Spam Blocking in BSD with spamd: Part Three (Greylisting)

greylistingIn part one and part two of this series, I discussed the advantages of using spamd and some basic configuration steps. In this article, I will cover greylisting in more detail.

The Problem

Spammers try to use other people’s equipment to send their messages. In addition, the software they install without the legal owner’s permission needs to be lightweight in order to run undetected. Moreover, spammers do not typically consider any individual message they send to be important. From this we can conjecture that the typical spam sender is probably not set up to interpret SMTP status codes correctly, if at all.

The current standard for Internet e-mail transmission is defined in RFC 2821. Section 4.5.4 covers retry strategies, and subsection 4.5.4.1 covers sending strategies. This section specifies the following:

  1. Mail that cannon be transmitted MUST be queued and periodically retried by the sender.
  2. The sender MUST delay retrying a particular destination after one attempt has failed. In general, the retry interval SHOULD be at least 30 minutes; however, more sophisticated and variable strategies will be beneficial when the SMTP clients can determine the reason for non-delivery.
  3. Retries continue until the message is transmitted or the sender gives up; the give-up time generally needs to be at least 4-5 days. The parameters to the retry algorithm MUST be configurable.


The Solution

We can use these requirements to our advantage. When a compromised machine is used to send spam, the sender application tends to try delivery only once, without checking for any results or return codes. Real SMTP implementations interpret SMTP return codes and act on them, as explained above. E-mail, like most other Internet services, are described as best-effort services, with a significant amount of design and development being put into make services such as SMTP fault tolerant. Thus, real mail servers retry if the initial attempt fails with any kind of temporary error.
This is what is so elegant about greylisting. spamd reports a temporary local problem to the client. Well-behaved senders with legitimate messages will try to resend the message later, but spammers have no interest in waiting for the chance to retry, since it will increase their cost of delivering the messages. Thus, the spammers will keep hammering spamd, and will get greylisted.
----
> _Problems_:
1 – Restate the paragraph of the greylisting article that begins "Spammers try to use other people's equipment" as a short bulleted list that keeps its main facts.
2 – Answer these questions using the greylisting article:
(a) Which RFC defines the current standard for Internet e-mail transmission?
(b) How long should the retry interval generally be, at minimum?
(c) What does spamd report to the client?
3 – Extract the passage of the greylisting article that opens with the words containing "The Solution" and closes with "of temporary error.".

(Entries taken from a collection)
----
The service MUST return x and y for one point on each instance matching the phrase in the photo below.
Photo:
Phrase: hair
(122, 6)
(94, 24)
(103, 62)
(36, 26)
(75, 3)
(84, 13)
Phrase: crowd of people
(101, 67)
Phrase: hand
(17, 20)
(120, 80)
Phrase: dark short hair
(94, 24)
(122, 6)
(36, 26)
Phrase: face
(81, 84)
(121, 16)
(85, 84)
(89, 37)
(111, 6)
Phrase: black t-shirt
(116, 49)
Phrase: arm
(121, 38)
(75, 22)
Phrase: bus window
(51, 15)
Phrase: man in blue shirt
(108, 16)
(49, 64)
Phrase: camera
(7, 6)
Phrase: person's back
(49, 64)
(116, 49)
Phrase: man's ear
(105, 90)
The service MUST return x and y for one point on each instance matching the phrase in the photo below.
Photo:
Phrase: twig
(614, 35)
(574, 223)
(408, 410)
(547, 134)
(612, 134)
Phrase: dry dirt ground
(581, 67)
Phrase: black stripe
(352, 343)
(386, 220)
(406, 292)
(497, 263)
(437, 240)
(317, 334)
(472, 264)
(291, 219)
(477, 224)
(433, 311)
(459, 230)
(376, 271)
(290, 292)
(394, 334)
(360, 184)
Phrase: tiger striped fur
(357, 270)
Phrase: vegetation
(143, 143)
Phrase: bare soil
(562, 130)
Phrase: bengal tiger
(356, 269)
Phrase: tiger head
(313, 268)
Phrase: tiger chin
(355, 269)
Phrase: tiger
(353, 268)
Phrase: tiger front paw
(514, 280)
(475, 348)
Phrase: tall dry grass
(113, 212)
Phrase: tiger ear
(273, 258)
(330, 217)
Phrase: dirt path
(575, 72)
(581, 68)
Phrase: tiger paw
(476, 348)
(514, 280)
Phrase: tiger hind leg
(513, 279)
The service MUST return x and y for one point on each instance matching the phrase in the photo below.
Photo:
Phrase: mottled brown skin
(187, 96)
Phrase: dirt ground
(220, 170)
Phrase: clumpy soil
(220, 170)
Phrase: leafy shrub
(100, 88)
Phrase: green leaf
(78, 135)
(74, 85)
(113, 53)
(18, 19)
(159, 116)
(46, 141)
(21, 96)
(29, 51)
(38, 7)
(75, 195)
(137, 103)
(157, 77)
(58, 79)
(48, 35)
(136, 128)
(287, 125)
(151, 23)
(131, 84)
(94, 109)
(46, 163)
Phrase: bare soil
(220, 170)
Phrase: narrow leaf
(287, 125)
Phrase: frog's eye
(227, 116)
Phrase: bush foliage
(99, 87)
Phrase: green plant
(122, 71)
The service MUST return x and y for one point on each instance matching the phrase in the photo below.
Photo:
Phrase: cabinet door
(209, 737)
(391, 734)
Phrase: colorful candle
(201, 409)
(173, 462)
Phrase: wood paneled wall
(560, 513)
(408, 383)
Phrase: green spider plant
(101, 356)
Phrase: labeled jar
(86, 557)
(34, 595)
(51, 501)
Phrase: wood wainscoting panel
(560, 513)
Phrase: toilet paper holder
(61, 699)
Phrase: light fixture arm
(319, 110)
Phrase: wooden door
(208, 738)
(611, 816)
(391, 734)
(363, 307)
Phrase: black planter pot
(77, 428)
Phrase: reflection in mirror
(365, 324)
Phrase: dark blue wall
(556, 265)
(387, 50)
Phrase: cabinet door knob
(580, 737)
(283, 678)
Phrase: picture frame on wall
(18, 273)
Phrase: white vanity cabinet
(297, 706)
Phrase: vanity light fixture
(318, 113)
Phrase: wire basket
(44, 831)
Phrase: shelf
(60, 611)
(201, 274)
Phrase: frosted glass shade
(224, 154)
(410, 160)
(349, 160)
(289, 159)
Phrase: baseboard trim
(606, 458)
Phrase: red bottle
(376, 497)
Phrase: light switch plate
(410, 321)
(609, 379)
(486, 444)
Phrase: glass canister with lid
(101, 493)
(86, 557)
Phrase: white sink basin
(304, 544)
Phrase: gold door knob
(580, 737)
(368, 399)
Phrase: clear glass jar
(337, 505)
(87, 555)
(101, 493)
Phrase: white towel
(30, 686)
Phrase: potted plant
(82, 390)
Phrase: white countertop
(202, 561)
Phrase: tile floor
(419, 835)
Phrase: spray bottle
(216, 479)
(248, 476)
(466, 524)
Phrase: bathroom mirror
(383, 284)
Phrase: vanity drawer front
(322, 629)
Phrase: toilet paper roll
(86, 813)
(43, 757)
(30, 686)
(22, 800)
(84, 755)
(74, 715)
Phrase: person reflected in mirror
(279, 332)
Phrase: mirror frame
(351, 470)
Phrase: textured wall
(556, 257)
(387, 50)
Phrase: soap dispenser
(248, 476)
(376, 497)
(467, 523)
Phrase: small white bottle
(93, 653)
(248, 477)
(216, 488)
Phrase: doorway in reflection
----
> _Outputs_:
1 –
- Spammers send their messages using other people's equipment.
- The software they install without the owner's permission has to be lightweight so it can run undetected.
- Spammers do not usually consider any single message important.
- So the typical spam sender is probably not set up to interpret SMTP status codes correctly, if at all.

2 –
(a) RFC 2821
(b) At least 30 minutes
(c) A temporary local problem

3 –
The Solution

We can use these requirements to our advantage. When a compromised machine is used to send spam, the sender application tends to try delivery only once, without checking for any results or return codes. Real SMTP implementations interpret SMTP return codes and act on them, as explained above. E-mail, like most other Internet services, are described as best-effort services, with a significant amount of design and development being put into make services such as SMTP fault tolerant. Thus, real mail servers retry if the initial attempt fails with any kind of temporary error.